━━ EXTRACTED ENTRIES ━━

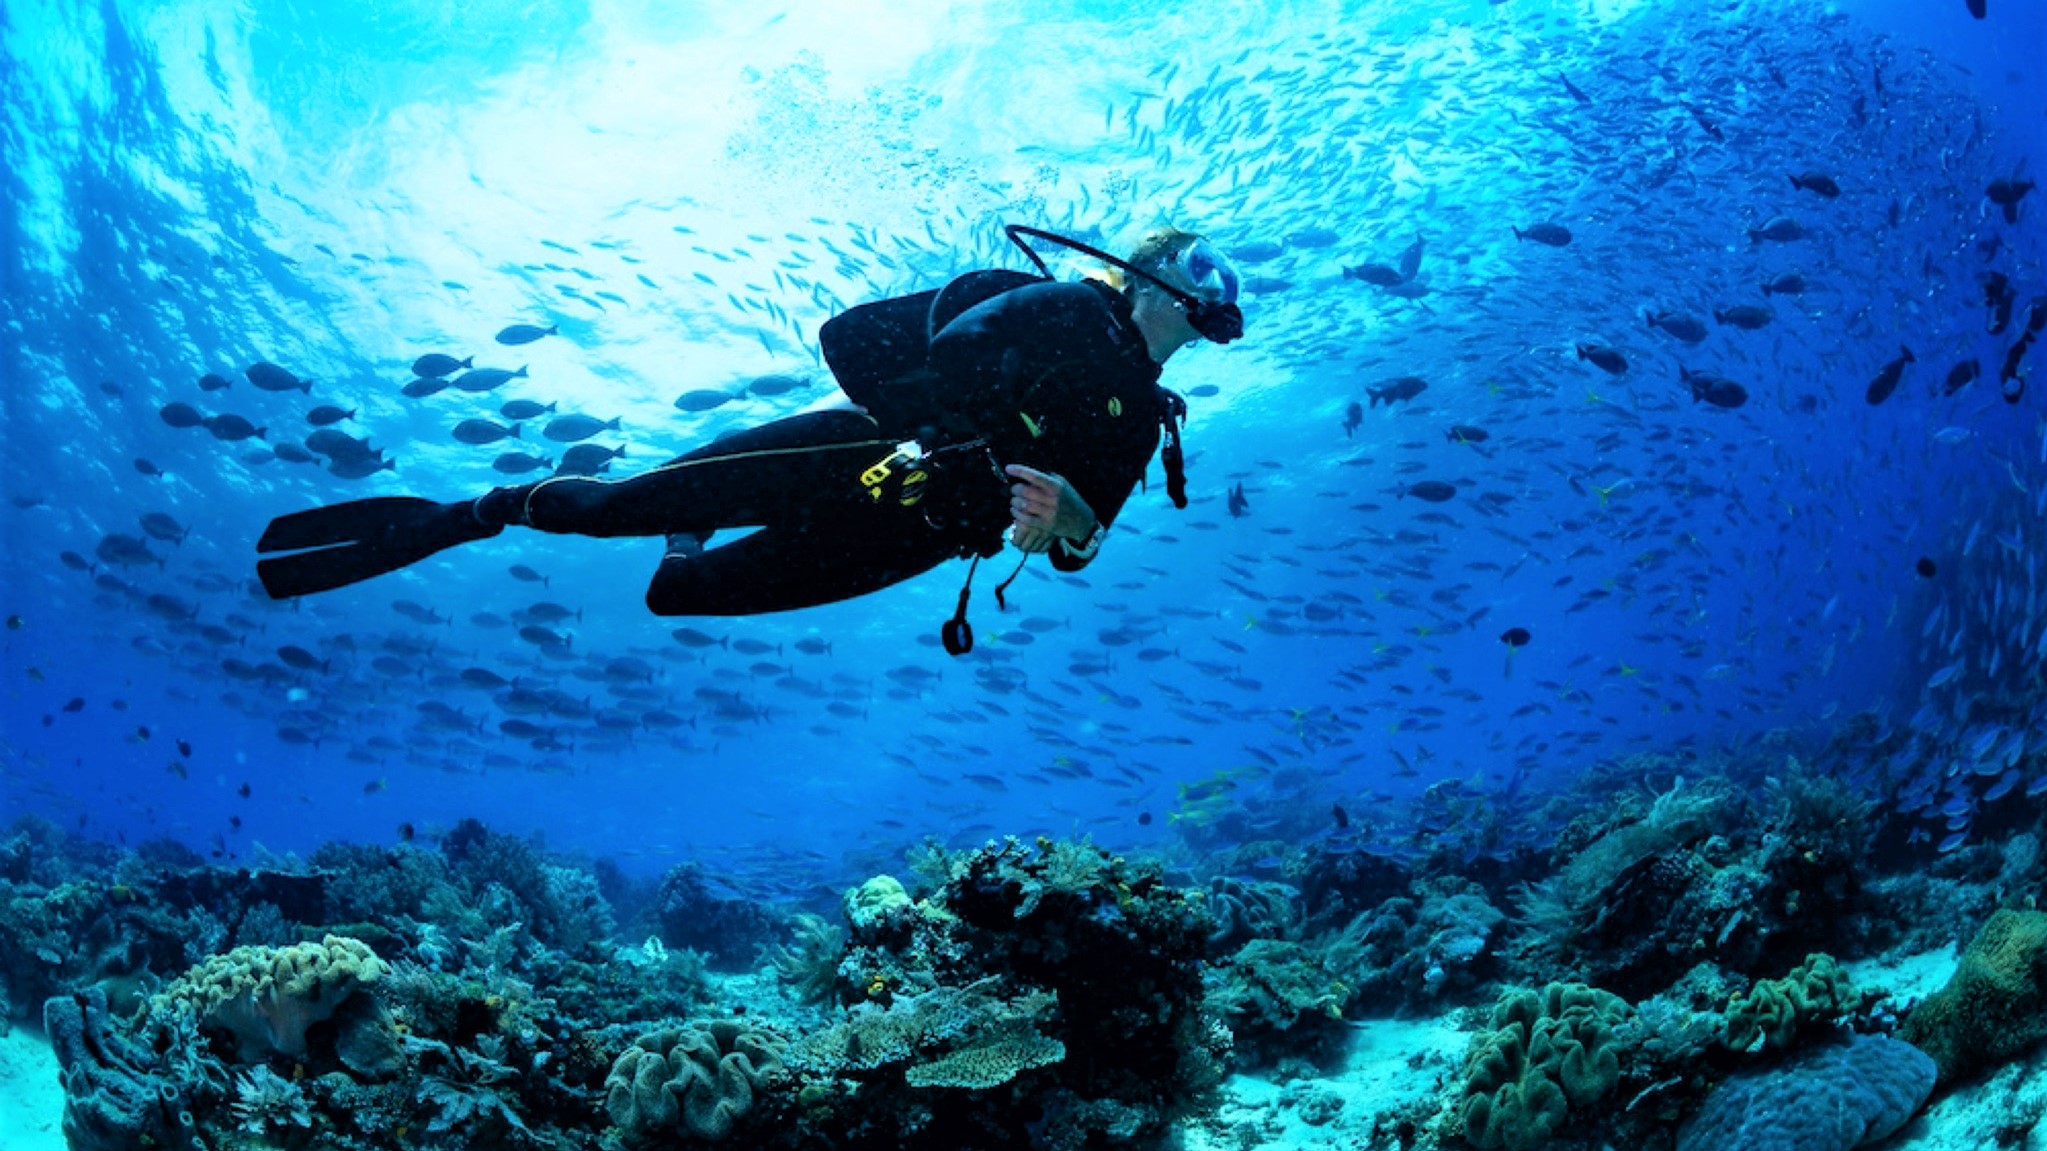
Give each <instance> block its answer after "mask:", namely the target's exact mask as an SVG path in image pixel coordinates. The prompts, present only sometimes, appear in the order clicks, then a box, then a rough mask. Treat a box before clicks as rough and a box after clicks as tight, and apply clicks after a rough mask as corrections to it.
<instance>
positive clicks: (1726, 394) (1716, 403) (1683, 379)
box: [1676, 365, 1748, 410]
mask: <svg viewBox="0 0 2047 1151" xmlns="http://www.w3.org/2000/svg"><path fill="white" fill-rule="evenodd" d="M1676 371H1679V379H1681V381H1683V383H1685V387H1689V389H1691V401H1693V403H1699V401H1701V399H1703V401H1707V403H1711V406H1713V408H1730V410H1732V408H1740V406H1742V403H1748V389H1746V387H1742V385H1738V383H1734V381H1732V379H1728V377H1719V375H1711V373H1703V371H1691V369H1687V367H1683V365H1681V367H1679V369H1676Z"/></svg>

━━━

Copy every line from the records above that contains the word "clicks".

§ **WRITTEN RESPONSE**
Give each <instance> block its answer after "mask:", namely the target's exact mask as an SVG path in image pixel coordinates. The prompts, present only sometimes, appear in the order clicks, then a box, then a rough mask. Treat a box before clicks as rough and a box after clicks as tight, and apply clicks after a rough mask as corrections to it.
positive clicks: (1726, 394) (1716, 403) (1683, 379)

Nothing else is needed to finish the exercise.